Which lines in the listing contain the string "nothing"? Return each of them; case counts.

— Begin RAW DATA —

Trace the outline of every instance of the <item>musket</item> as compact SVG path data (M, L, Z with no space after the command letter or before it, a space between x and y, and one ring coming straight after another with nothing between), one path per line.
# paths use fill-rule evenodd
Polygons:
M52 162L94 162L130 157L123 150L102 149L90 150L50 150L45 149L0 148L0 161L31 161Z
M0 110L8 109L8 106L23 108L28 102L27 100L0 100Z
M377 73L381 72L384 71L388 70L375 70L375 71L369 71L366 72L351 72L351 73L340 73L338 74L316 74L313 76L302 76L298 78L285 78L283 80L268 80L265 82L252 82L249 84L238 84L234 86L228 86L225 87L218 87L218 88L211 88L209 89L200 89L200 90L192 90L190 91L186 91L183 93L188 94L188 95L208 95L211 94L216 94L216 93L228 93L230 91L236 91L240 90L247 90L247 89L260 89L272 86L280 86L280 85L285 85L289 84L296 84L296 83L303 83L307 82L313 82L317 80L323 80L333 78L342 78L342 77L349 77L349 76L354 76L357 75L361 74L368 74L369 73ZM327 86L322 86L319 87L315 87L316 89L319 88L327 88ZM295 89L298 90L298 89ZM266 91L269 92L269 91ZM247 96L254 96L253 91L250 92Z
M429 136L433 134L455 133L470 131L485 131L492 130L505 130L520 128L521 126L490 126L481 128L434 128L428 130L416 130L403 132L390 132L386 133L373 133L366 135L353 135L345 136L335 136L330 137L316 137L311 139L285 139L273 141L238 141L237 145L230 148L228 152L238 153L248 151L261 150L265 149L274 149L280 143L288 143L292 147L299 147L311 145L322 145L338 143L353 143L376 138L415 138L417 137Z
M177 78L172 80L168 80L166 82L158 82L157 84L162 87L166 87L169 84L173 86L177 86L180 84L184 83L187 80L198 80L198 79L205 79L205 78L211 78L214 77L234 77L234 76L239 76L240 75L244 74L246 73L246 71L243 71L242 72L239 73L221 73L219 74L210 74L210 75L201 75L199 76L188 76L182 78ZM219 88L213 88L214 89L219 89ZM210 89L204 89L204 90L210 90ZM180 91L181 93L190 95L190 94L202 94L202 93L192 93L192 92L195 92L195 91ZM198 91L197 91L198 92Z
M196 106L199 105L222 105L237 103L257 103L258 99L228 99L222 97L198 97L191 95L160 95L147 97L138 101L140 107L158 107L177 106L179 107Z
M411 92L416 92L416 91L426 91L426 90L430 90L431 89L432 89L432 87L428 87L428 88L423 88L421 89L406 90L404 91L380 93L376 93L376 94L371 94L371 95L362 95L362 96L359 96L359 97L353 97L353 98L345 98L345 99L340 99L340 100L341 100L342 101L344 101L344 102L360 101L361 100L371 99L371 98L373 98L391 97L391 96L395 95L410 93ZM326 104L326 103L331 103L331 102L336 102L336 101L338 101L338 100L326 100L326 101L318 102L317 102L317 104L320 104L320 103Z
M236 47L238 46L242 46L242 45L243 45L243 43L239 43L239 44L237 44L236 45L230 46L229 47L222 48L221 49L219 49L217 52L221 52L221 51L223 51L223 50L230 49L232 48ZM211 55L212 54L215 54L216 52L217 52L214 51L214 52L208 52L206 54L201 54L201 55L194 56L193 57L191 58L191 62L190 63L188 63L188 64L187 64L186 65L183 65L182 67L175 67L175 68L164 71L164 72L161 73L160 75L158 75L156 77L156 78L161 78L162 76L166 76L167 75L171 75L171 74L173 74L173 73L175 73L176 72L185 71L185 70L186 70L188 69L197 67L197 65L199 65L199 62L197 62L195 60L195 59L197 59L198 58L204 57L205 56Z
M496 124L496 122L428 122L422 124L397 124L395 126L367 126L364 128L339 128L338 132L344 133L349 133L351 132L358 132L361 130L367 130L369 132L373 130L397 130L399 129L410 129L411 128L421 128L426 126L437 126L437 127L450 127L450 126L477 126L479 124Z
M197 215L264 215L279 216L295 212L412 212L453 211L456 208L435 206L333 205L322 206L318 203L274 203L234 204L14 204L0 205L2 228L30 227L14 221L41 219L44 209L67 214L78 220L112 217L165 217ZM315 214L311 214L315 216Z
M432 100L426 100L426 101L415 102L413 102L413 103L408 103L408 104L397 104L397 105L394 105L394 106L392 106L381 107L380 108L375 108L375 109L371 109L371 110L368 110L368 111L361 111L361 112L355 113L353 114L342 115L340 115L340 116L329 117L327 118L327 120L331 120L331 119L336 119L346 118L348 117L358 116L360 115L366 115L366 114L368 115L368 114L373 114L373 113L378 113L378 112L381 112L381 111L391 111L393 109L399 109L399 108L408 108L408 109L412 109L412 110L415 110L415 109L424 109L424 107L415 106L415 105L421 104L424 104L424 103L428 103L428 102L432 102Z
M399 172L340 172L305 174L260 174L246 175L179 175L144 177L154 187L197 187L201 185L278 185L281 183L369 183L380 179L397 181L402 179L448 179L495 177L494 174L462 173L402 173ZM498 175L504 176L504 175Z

— End RAW DATA —
— Begin RAW DATA —

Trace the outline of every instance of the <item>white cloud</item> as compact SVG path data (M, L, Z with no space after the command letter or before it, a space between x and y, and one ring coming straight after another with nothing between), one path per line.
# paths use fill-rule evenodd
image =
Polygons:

— End RAW DATA —

CORRECT ANSWER =>
Trace the outline of every instance of the <item>musket</item> as compact SVG path data (M, L, Z with no space after the command letter or before it, a space between x and y, and one ring coming straight after another with nothing between), one path per line.
Trace the outline of every instance of the <item>white cloud</item> as compact SVG path data (M, L, Z with no space after the command letter or before it, a space between x and y, and one ring coming straight after another with nothing between), one path per line.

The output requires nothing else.